**The input**
_____

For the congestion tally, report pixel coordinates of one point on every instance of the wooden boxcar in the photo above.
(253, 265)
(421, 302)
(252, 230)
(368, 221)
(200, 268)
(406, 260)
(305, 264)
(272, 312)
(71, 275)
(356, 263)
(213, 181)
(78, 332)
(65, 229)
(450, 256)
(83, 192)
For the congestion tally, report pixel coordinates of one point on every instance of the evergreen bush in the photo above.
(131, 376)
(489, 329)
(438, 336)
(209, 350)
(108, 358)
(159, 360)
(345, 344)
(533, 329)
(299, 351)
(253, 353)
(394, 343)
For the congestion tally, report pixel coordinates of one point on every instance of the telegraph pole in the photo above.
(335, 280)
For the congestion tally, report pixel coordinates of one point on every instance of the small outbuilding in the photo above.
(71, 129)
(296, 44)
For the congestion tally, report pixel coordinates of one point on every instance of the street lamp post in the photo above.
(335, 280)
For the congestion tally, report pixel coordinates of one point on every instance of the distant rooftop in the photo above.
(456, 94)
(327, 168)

_____

Reproduce every one of the records above verbatim, keeping each line in its original order.

**Exercise result**
For the congestion tally, report pixel coordinates of one point on every instance of the wooden boxcar in the photo above.
(253, 265)
(421, 302)
(252, 230)
(368, 221)
(200, 268)
(406, 260)
(305, 264)
(272, 312)
(71, 275)
(356, 263)
(213, 181)
(78, 332)
(65, 229)
(450, 256)
(83, 192)
For the congestion tally, report pixel coordinates of one point on every instance of the evergreen bush in the photo above.
(131, 376)
(489, 329)
(438, 336)
(209, 350)
(108, 358)
(159, 360)
(345, 344)
(533, 329)
(299, 351)
(253, 353)
(394, 343)
For the congestion tally, report pixel coordinates of one point on every instance of the telegraph pole in the photo above.
(335, 280)
For the congestion tally, report pixel coordinates of one point on every instance of the small outbuilding in the photo above.
(71, 129)
(296, 44)
For the congestion tally, report pixel coordinates of one point on every instance of the street lamp post in the photo above.
(335, 280)
For the congestion tally, report pixel coordinates of one point on every instance of the distant rooftop in the photo above.
(456, 94)
(327, 168)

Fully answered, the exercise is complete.